Work to complete:
The records below need retyping in full; give them again exactly.

Exercise inputs:
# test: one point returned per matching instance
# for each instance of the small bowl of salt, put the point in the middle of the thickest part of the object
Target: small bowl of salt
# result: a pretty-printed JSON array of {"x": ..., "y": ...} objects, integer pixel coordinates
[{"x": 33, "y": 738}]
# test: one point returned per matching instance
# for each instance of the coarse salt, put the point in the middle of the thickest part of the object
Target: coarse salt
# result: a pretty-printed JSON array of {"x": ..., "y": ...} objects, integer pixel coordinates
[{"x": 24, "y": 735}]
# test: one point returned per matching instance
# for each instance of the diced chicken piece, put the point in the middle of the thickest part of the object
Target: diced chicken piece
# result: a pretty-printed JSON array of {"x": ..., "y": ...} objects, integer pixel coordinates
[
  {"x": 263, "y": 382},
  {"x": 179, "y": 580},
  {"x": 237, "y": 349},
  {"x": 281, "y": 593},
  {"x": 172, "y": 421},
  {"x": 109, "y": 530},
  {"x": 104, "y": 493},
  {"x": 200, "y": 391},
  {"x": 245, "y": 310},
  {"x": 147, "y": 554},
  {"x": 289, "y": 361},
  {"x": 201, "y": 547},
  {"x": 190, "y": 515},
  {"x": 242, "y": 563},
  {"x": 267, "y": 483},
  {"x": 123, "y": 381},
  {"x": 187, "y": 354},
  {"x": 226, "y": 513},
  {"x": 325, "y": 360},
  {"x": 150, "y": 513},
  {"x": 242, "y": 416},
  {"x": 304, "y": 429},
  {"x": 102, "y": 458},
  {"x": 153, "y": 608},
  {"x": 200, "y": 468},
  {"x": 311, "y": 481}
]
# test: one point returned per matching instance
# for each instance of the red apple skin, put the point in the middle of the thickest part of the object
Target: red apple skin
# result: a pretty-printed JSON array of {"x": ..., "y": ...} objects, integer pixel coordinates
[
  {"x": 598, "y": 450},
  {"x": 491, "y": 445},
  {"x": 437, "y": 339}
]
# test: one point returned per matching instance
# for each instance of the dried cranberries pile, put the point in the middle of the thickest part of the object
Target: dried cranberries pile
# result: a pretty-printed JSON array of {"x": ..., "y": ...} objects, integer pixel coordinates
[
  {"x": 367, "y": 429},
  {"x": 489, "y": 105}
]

Solution to this task:
# test: one point returned per matching instance
# for each instance of the small bowl of salt, put the point in the middle of the thickest part of the object
Target: small bowl of salt
# result: a pretty-printed JSON array of {"x": ..., "y": ...} objects, integer pixel coordinates
[{"x": 33, "y": 738}]
# test: one point returned per matching instance
# for each instance of the coarse salt, put the point in the middle of the thickest part of the object
Target: coarse salt
# result: a pretty-printed JSON array of {"x": ..., "y": ...} objects, integer pixel coordinates
[{"x": 24, "y": 735}]
# test: one point returned per matching instance
# for each instance of the diced chicken piece, put the point in the middle of the thickest part of the object
Target: diced chicken piece
# result: a pretty-printed JSON array of {"x": ..., "y": ...} objects, integer pixel coordinates
[
  {"x": 263, "y": 382},
  {"x": 179, "y": 580},
  {"x": 237, "y": 349},
  {"x": 281, "y": 593},
  {"x": 172, "y": 421},
  {"x": 109, "y": 530},
  {"x": 104, "y": 493},
  {"x": 200, "y": 391},
  {"x": 245, "y": 310},
  {"x": 147, "y": 554},
  {"x": 289, "y": 361},
  {"x": 201, "y": 547},
  {"x": 190, "y": 515},
  {"x": 242, "y": 563},
  {"x": 267, "y": 483},
  {"x": 123, "y": 381},
  {"x": 187, "y": 354},
  {"x": 226, "y": 513},
  {"x": 325, "y": 360},
  {"x": 150, "y": 513},
  {"x": 242, "y": 416},
  {"x": 304, "y": 429},
  {"x": 102, "y": 458},
  {"x": 153, "y": 608},
  {"x": 200, "y": 468},
  {"x": 311, "y": 481}
]
# test: one point returned per matching instance
# for each instance of the red apple skin, put the point in the middle of the thickest part of the object
Target: red apple skin
# result: a pretty-printed JSON array of {"x": ..., "y": ...} objects, integer pixel coordinates
[
  {"x": 598, "y": 450},
  {"x": 491, "y": 445},
  {"x": 437, "y": 339}
]
# test: one point returned per matching instance
# for each instance of the dried cranberries pile, put the point in the middle of the thickest part of the object
Target: dried cranberries pile
# result: a pretty-printed JSON array of {"x": ..., "y": ...} objects, integer pixel coordinates
[
  {"x": 367, "y": 429},
  {"x": 489, "y": 105}
]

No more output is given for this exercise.